(REQUIRED WORK):
1 - From the math problem below, translate this sentence into Spanish: "The sum of the squares of two consecutive positive even numbers is 52."
2 - In the worked answer to the math problem below, why is x = -6 rejected?

═══ TEXT EXTRACT

Question

8. The sum of the squares of two consecutive positive even numbers is 52. Find the numbers.​

Answer 1

Let's solve the problem step by step:

Let's assume the first even number as
`\displaystyle\sf x`.

The next consecutive even number can be represented as
`\displaystyle\sf x+2`.

According to the given information, the sum of the squares of these two numbers is 52:

`\displaystyle\sf x^(2) +( x+2)^(2) =52`

Expanding the equation:

`\displaystyle\sf x^(2) +x^(2) +4x+4=52`

Combining like terms:

`\displaystyle\sf 2x^(2) +4x+4=52`

Subtracting 52 from both sides:

`\displaystyle\sf 2x^(2) +4x-48=0`

Dividing the equation by 2 to simplify:

`\displaystyle\sf x^(2) +2x-24=0`

Factoring the quadratic equation:

`\displaystyle\sf ( x+6)( x-4)=0`

Setting each factor equal to zero and solving for
`\displaystyle\sf x`:

`\displaystyle\sf x+6=0` or
`\displaystyle\sf x-4=0`

If
`\displaystyle\sf x+6=0`, then
`\displaystyle\sf x=-6`. However, since we are looking for positive even numbers,
`\displaystyle\sf x=-6` is not valid.

══════
═══ EXTRACTED ENTRIES

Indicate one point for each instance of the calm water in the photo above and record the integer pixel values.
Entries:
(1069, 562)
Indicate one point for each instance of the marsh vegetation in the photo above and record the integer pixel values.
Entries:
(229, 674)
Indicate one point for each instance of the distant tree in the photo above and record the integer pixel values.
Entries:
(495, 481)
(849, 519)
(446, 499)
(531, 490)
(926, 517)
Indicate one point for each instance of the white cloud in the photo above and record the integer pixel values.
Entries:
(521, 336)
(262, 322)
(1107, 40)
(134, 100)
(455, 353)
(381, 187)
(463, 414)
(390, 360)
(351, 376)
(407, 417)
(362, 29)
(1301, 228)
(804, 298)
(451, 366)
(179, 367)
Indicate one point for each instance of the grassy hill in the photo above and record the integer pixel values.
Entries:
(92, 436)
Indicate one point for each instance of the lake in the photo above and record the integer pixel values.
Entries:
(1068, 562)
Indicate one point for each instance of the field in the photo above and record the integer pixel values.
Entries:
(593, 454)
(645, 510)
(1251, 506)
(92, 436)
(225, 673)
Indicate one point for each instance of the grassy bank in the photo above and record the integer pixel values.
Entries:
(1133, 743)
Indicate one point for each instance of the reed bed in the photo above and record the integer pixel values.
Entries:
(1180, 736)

══════

(FINAL ANSWERS):
1 - La suma de los cuadrados de dos números pares positivos consecutivos es 52.

2 - It is not valid because the numbers being sought are positive even numbers.